### [Tasks to complete]
(A) In the coronavirus news report, copy everything from "Rhode Island reported" down to "for the week.", replacing "Italy" with "Spain".
(B) Answer these questions using the coronavirus news report:
(i) To which country had the woman in New York traveled?
(ii) How many people did Alex Azar say had already been tested?
(iii) Which store is named as selling out of toilet paper, bottled water and hand sanitizer outside Portland, Oregon?
(C) Write the next part of the coronavirus news report, picking up after its final sentence.

Oregon announced its second presumptive case Sunday. The state Health Authority said the second person was a household contact of an elementary school employee who tested positive on Friday.

Rhode Island reported two people who were on a school trip to Italy have tested positive. A third person is being tested and their school is being closed for the week.

New York officials say a woman who traveled to Iran contracted the virus. She is quarantined in her home.

Illinois announced its third case.

Two health care workers in the San Francisco Bay area who cared for an earlier coronavirus patient were diagnosed with the virus on Sunday, the Alameda and Solano counties said in a joint statement.

Health and Human Services Secretary Alex Azar on Sunday said more than 3,600 people already have been tested for coronavirus and claims the capability exists to test 75,000 people and that he anticipates a "radical expansion of that."

As all this happens, people are flooding stores and snapping up supplies in case they, too, catch the virus and need to be quarantined. Stores such as Costco sold out of toilet paper, bottled water and hand sanitizer outside Portland, Oregon -- the area with that state's two confirmed cases, according to AP.

New York Times tech correspondent Karen Weise tweeted this photo from a Costco near Seattle that showed lines that could be mistaken for something you'd see on Black Friday.

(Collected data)
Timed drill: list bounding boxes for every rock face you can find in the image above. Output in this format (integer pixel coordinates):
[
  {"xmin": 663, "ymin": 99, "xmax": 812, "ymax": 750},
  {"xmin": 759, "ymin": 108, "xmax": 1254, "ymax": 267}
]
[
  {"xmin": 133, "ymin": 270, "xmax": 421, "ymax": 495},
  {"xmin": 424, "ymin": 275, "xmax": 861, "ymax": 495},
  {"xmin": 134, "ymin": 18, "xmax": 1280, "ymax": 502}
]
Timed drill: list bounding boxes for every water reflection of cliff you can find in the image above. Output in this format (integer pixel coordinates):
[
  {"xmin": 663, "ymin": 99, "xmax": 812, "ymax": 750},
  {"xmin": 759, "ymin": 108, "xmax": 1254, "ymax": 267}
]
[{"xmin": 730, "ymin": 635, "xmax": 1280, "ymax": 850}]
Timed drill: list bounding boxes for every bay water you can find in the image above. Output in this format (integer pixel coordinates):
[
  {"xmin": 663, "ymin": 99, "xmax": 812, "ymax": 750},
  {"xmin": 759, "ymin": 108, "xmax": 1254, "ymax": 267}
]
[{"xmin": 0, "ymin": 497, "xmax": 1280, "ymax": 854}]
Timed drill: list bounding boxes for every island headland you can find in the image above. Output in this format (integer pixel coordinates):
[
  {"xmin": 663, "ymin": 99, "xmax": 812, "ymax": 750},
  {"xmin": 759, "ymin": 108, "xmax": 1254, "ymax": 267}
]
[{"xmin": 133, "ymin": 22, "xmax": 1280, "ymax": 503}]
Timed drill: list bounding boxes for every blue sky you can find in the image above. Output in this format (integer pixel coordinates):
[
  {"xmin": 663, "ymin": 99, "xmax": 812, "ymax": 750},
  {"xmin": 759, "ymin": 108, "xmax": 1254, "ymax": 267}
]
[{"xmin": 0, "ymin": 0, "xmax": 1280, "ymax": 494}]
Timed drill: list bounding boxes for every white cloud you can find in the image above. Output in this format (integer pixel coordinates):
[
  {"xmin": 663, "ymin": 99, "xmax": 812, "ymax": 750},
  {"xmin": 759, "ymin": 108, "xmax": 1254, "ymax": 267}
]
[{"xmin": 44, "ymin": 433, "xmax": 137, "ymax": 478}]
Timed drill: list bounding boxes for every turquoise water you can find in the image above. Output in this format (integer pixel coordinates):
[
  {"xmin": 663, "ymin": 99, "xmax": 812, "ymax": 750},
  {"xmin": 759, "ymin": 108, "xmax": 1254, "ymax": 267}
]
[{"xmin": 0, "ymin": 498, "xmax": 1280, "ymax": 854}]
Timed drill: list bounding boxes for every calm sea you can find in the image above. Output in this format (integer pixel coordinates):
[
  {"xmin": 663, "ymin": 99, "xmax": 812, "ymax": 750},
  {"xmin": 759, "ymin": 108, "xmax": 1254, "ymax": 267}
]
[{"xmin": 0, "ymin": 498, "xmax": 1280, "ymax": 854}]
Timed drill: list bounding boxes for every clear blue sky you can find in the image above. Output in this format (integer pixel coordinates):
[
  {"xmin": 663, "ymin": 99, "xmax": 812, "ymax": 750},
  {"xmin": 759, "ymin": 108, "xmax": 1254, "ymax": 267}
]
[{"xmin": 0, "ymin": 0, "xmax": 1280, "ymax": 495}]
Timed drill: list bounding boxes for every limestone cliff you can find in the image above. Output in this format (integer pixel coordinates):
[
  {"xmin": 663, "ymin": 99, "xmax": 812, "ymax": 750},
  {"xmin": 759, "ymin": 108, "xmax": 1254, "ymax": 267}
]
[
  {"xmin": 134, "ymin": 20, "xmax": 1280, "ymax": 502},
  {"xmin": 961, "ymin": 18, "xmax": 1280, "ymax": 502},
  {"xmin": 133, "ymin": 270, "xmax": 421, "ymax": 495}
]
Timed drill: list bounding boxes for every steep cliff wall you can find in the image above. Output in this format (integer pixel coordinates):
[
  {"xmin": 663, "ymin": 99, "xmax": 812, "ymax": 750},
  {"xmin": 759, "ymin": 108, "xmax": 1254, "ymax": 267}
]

### [Response list]
(A)
Rhode Island reported two people who were on a school trip to Spain have tested positive. A third person is being tested and their school is being closed for the week.

(B)
(i) Iran
(ii) More than 3,600
(iii) Costco

(C)
Amid concerns of a face mask shortage for medical professionals, the U.S. Surgeon General tweeted over the weekend urging people to not hoard face masks. The CDC has advised not to use face masks to try and prevent the disease instead pushing people to thoroughly wash hands often. The CDC says if someone were to be diagnosed with coronavirus, then wearing a mask could help them prevent spreading the virus to others.

Concerns about the virus' spread has prompted a group representing college basketball players to ask the NCAA to consider holding the men's and women's basketball tournaments this month without spectators in the stands.

There are now more than 89,000 cases worldwide and more than 2,900 deaths.China is the epicenter of the outbreak, with the highest death toll. Outside of China, Iran has the highest death toll. State radio reported the death of a 71-year-old member of Iran's Expediency Council, which advises the country's supreme leader. In two days, the number of confirmed cases in Iran has more than doubled, showing the spiraling crisis of the outbreak in the country.